▶ WHAT THE EXERCISE ASKS
Return all the lines below in which the string "bleacher" appears.

▶ EXCERPTED DATA
------
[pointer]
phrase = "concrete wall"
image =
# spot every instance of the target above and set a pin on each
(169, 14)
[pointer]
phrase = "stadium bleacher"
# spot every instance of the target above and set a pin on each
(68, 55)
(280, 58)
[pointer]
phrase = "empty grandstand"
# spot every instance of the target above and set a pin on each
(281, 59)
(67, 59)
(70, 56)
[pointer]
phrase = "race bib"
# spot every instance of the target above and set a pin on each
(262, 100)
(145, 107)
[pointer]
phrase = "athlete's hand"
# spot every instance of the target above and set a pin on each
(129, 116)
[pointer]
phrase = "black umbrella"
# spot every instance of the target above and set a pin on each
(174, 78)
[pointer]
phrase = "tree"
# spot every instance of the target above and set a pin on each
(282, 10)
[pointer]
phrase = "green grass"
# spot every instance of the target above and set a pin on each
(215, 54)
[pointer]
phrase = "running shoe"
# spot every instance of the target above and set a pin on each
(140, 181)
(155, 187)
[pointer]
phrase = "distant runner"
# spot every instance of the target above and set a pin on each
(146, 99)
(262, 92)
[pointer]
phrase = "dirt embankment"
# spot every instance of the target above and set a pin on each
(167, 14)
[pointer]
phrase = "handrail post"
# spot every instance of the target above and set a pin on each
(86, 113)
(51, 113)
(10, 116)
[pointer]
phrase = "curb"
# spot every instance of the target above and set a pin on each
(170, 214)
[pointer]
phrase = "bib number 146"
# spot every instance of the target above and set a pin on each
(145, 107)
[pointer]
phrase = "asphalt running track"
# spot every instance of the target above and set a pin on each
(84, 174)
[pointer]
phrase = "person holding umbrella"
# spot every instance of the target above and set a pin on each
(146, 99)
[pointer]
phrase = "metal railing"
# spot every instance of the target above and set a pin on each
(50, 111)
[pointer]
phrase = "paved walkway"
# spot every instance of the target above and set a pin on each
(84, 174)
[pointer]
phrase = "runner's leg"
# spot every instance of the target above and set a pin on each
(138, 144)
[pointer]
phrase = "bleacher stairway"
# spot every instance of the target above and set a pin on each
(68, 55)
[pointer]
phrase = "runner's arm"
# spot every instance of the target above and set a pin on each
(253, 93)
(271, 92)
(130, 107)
------
▶ TASK RESPONSE
phrase = "stadium bleacher"
phrase = "bleacher stairway"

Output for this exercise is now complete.